(Pointing dataset rows)
<<<<

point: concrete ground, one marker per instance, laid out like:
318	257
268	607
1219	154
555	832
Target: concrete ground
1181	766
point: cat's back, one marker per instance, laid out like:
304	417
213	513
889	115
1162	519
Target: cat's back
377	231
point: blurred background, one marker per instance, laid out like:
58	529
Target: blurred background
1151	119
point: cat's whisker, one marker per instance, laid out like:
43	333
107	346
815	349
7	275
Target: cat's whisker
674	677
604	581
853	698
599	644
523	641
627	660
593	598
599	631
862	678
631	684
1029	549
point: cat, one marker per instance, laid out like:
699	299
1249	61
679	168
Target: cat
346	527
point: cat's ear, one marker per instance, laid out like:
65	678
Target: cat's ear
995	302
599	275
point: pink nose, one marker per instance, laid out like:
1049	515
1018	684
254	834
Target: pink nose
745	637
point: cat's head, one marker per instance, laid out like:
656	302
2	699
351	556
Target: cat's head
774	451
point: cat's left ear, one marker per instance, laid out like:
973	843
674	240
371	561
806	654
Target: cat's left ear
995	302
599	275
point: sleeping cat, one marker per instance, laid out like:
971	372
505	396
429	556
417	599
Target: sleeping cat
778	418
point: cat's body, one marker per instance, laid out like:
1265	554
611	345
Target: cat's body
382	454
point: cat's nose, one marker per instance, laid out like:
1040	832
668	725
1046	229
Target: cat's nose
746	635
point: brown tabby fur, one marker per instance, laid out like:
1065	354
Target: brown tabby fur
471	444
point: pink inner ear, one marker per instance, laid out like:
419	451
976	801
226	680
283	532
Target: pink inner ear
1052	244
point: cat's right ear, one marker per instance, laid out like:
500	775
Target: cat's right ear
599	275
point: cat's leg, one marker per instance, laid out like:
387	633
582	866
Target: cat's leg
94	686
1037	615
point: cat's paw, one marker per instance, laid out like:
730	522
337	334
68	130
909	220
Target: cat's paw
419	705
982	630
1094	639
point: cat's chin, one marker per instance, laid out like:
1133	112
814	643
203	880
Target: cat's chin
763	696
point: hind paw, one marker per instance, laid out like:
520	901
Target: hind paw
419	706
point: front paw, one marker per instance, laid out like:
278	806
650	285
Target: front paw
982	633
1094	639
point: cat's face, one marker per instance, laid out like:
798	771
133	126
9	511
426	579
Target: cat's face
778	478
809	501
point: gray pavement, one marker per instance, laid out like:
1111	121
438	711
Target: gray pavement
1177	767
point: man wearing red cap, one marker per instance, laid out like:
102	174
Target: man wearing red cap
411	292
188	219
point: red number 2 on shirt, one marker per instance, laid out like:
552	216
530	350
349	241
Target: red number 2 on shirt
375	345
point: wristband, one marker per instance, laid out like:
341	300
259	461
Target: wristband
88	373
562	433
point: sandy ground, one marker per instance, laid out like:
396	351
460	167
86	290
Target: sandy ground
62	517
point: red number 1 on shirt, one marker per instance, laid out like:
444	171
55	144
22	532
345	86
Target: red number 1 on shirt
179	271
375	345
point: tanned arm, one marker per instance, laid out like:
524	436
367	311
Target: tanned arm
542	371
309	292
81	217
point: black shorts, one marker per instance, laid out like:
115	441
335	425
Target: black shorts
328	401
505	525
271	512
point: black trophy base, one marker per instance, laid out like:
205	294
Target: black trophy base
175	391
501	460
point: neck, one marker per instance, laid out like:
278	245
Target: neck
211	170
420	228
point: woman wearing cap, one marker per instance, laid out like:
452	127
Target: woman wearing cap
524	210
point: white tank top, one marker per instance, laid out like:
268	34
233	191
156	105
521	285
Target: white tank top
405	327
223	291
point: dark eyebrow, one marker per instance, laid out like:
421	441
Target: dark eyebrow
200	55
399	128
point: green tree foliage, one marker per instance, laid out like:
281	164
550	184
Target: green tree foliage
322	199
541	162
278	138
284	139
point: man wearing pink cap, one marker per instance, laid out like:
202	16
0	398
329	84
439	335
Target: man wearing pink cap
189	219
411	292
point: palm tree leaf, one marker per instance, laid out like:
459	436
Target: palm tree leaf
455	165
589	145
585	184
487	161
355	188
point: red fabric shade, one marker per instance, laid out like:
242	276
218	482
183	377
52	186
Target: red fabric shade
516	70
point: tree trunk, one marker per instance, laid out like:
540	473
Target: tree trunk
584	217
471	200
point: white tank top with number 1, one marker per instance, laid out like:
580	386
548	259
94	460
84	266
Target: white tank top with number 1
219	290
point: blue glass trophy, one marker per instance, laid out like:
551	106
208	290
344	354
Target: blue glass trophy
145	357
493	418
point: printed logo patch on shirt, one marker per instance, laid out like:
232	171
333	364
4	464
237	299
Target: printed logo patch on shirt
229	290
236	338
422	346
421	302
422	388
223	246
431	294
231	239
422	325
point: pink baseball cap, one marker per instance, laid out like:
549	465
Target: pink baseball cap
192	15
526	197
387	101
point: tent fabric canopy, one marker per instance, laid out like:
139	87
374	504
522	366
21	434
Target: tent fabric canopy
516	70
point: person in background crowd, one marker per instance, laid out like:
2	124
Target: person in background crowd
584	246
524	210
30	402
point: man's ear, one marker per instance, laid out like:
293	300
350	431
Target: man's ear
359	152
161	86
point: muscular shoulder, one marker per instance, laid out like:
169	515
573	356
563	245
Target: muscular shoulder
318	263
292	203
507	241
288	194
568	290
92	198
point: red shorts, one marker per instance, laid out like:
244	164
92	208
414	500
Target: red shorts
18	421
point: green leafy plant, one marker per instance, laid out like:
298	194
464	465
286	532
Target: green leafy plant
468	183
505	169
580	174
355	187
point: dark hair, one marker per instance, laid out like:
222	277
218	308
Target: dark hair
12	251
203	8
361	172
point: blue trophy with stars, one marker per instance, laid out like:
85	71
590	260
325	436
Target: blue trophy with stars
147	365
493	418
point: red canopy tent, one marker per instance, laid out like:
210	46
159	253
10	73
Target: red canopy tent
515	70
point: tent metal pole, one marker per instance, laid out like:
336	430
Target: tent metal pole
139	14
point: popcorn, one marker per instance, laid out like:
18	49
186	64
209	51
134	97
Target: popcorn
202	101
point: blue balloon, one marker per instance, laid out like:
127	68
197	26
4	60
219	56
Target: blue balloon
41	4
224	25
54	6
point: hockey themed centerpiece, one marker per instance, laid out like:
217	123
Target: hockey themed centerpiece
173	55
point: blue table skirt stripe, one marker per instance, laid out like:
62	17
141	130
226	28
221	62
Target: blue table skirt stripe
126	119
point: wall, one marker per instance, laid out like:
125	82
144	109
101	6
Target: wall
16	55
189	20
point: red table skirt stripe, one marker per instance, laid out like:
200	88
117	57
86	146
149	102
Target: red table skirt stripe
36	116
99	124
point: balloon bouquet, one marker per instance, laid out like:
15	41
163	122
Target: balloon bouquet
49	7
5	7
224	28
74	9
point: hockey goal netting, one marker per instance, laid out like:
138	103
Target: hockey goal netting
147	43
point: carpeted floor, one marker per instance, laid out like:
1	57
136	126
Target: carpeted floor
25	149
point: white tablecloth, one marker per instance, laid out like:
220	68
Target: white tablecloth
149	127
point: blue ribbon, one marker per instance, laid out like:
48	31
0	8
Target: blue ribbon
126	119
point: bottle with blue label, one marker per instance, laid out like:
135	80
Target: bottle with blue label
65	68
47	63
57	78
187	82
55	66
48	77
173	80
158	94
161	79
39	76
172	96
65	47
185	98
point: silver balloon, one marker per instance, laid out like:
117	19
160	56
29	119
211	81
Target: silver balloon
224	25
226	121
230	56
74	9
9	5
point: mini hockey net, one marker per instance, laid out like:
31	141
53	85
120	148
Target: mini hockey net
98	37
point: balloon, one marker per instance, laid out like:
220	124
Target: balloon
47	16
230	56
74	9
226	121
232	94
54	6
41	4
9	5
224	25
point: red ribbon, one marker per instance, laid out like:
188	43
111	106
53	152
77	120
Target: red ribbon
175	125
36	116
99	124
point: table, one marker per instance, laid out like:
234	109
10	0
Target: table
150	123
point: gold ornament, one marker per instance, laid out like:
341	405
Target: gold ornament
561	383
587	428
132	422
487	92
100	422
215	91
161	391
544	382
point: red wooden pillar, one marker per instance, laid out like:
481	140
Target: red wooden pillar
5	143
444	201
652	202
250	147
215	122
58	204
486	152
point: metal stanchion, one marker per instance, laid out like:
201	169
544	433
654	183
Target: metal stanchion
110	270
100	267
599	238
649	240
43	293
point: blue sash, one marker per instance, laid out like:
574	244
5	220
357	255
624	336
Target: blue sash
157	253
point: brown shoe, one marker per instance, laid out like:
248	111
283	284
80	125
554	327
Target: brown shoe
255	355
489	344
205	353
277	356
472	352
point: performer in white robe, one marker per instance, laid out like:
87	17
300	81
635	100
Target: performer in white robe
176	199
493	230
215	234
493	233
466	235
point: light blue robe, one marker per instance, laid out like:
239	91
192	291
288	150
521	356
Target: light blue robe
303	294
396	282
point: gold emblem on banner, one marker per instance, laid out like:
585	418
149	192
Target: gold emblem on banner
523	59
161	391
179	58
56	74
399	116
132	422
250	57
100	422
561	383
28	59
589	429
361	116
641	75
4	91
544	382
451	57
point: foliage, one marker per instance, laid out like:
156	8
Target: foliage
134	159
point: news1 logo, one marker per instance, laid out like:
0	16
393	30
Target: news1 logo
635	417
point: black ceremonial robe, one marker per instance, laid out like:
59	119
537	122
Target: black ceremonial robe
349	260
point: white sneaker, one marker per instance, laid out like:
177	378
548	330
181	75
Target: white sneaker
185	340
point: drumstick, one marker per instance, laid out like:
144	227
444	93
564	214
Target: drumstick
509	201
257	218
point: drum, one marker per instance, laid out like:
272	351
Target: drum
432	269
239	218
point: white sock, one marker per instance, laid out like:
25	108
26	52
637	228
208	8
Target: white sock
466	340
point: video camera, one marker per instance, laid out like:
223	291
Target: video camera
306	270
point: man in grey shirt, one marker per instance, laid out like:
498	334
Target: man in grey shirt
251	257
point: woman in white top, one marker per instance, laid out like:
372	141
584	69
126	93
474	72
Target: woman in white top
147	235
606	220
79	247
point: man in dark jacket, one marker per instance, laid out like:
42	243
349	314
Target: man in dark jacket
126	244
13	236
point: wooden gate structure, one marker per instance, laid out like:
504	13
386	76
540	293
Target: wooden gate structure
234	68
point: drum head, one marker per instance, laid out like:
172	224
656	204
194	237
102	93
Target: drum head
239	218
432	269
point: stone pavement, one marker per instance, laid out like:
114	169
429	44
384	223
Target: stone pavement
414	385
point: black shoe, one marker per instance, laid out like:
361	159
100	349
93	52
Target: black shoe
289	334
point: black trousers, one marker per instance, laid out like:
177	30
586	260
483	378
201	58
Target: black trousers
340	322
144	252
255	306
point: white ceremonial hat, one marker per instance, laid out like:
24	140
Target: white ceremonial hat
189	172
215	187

>>>>

Copy the rows word for word, beginning at the line that contains "point: woman in" and continuing through the final line of the rows.

* [Result below]
point: woman in white top, one marker per instance, laid out like:
372	141
584	69
126	93
474	72
Target: woman in white top
147	235
606	220
79	247
point: man in dark jacket, one marker per instance, laid out like:
42	243
349	314
Target: man in dark jacket
126	244
13	236
point: wooden gate structure, one marker per instance, laid out like:
504	13
386	76
540	293
Target: wooden gate structure
234	68
point: drum head, one marker per instance, laid out like:
172	224
656	204
194	237
102	93
Target: drum head
239	218
432	269
point: stone pavement, one marker per instance, laid out like:
114	169
429	44
384	223
Target: stone pavement
414	385
point: black shoe, one marker per instance, laid out like:
361	159
100	349
93	52
Target: black shoe
289	334
point: black trousers, one marker per instance, laid out like:
177	30
586	260
483	378
201	58
Target: black trousers
340	322
144	252
255	306
point: white ceremonial hat, one marker per instance, laid out like:
24	140
Target: white ceremonial hat
189	172
215	187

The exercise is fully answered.